§ EXERCISE AIM: Starting from the line that contains "outcrop in the photo above.", reproduce each line exactly through the end of the material, and include no other lines.

§ MATERIAL SUPPLIED:
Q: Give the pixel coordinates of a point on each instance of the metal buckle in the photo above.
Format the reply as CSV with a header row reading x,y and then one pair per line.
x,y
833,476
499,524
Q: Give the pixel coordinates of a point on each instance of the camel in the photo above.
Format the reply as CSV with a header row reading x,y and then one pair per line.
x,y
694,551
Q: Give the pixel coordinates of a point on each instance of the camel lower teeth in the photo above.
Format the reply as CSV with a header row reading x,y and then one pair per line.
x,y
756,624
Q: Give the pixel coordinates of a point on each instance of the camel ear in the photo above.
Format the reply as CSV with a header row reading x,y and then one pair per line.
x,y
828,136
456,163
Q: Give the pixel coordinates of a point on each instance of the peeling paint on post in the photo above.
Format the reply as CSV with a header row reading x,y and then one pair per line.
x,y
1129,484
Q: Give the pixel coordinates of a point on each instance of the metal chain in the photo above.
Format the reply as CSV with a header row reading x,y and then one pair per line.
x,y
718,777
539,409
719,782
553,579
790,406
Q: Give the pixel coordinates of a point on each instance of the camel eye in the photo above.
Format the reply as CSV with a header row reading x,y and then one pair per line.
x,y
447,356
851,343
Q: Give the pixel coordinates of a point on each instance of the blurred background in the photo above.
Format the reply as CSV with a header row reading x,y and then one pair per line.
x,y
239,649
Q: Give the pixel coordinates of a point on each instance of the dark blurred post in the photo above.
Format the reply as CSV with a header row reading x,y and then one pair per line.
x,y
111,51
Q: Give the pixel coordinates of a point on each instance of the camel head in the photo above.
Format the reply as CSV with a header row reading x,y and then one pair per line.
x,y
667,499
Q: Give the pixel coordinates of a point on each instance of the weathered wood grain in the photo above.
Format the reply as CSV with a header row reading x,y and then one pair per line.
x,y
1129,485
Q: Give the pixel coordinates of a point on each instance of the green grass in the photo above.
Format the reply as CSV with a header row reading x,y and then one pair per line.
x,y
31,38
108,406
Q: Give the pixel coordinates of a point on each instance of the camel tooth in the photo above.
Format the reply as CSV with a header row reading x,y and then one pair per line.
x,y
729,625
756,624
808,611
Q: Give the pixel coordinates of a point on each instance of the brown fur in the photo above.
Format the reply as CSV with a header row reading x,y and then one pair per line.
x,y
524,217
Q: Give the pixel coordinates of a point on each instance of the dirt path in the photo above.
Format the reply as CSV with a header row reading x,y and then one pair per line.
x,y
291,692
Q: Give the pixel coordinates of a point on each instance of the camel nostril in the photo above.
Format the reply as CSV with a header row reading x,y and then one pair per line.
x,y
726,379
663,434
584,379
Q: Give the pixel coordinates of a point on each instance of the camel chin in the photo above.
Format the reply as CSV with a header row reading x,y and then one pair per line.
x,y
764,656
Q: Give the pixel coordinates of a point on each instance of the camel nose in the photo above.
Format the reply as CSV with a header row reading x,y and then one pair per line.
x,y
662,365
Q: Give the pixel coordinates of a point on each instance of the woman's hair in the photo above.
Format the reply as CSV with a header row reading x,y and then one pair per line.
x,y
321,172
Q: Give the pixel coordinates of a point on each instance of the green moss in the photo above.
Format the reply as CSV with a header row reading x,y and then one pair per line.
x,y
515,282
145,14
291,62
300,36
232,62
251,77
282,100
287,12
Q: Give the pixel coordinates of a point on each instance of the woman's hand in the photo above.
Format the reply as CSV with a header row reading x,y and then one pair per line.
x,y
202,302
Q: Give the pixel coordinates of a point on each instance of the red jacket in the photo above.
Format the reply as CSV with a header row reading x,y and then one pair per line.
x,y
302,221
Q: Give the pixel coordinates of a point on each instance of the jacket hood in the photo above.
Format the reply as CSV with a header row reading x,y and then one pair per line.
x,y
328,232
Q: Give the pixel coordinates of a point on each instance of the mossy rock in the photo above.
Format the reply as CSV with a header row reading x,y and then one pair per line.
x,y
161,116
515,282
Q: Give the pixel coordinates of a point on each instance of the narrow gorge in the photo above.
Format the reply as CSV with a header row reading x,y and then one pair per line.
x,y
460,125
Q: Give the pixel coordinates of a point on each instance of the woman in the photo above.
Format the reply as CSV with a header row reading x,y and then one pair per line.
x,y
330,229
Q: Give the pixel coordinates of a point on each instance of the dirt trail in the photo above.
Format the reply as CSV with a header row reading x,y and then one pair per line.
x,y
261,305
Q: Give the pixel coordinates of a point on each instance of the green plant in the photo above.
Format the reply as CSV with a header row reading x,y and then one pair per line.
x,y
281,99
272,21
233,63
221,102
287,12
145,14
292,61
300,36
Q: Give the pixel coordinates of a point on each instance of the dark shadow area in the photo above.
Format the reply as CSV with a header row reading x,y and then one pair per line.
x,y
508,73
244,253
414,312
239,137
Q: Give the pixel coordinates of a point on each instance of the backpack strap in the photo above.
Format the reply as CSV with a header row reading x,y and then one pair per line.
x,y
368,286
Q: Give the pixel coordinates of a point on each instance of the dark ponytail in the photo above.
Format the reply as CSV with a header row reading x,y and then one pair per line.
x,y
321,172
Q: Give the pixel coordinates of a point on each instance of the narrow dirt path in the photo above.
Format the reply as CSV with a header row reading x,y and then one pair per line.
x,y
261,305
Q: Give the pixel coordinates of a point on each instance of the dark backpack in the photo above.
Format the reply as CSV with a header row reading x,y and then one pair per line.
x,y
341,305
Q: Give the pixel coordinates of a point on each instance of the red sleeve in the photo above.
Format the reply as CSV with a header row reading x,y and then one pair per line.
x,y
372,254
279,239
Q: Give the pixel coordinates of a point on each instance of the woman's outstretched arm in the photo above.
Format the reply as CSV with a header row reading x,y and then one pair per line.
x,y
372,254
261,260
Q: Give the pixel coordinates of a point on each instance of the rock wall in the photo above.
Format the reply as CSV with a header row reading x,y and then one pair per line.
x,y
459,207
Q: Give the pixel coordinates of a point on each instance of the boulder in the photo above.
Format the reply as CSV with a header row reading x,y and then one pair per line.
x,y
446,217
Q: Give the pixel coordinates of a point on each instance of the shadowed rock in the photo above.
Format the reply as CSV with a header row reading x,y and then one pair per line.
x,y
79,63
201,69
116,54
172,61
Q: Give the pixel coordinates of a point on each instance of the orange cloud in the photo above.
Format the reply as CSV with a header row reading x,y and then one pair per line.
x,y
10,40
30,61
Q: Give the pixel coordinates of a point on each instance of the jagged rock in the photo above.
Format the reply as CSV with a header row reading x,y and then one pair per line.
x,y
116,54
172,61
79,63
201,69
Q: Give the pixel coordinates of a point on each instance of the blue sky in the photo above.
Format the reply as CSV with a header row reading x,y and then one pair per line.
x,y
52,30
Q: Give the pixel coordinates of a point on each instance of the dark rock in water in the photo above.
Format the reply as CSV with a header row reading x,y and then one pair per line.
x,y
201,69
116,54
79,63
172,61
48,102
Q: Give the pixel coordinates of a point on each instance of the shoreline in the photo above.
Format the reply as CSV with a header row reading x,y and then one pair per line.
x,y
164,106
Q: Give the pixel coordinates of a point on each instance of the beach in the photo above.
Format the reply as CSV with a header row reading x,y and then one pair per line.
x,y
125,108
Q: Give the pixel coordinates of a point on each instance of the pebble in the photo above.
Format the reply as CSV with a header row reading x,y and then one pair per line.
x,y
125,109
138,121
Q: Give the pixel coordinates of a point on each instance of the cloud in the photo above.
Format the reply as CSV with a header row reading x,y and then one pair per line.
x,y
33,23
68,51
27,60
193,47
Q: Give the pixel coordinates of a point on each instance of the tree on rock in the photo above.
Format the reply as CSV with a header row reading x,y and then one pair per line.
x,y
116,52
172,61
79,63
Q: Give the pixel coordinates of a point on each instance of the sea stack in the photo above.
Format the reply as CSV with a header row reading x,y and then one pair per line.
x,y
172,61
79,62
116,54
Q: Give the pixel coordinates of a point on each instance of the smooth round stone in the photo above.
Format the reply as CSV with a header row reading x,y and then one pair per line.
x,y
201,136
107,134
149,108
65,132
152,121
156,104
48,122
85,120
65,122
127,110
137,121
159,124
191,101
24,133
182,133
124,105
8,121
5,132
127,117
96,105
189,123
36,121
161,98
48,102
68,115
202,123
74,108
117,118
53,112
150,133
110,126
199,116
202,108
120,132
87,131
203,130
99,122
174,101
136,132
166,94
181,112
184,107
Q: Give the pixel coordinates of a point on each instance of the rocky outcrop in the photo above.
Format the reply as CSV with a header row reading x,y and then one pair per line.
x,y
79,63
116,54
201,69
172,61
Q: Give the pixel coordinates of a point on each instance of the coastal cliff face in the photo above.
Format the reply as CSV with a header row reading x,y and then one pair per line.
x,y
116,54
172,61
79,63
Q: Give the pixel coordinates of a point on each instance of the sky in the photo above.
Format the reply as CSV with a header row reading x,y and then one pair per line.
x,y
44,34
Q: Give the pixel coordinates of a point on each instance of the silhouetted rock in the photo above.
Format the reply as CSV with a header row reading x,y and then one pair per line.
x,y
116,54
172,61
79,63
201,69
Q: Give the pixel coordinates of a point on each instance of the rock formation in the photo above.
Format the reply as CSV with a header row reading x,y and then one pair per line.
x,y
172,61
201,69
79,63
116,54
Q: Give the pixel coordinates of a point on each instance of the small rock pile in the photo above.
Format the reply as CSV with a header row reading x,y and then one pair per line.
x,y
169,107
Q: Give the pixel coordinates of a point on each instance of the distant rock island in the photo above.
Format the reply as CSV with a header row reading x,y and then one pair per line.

§ SOLUTION TO THIS EXERCISE:
Q: Give the pixel coordinates of a point on each instance of the rocky outcrop in the photo above.
Format the reply as CSV with a header row reading x,y and then one pair per line.
x,y
79,63
116,54
201,69
172,61
Q: Give the pixel coordinates of a point on each instance of the coastal cliff face in the photo above.
Format the reply as CSV with a header row reading x,y and then one pair per line.
x,y
116,54
172,61
79,63
Q: Give the pixel coordinates of a point on each instance of the sky in the photo above.
Format the reply as CSV with a header row reading x,y and then one pair per line.
x,y
44,34
Q: Give the pixel coordinates of a point on each instance of the silhouetted rock in the photo above.
Format the reply as CSV with a header row reading x,y and then one pair per line.
x,y
116,54
172,61
79,63
201,69
Q: Give the pixel coordinates of a point on each instance of the rock formation in the photo above.
Format the reply as CSV with a header row reading x,y and then one pair per line.
x,y
172,61
201,69
79,63
116,54
Q: Give the pixel coordinates of a point on each instance of the small rock pile in the photo above.
Format the reply as CSV with a header row reading x,y and then one pair per line.
x,y
169,107
Q: Give the pixel coordinates of a point on each instance of the distant rock island in the photo above.
Format the reply as CSV with a header row reading x,y and then one pair per line.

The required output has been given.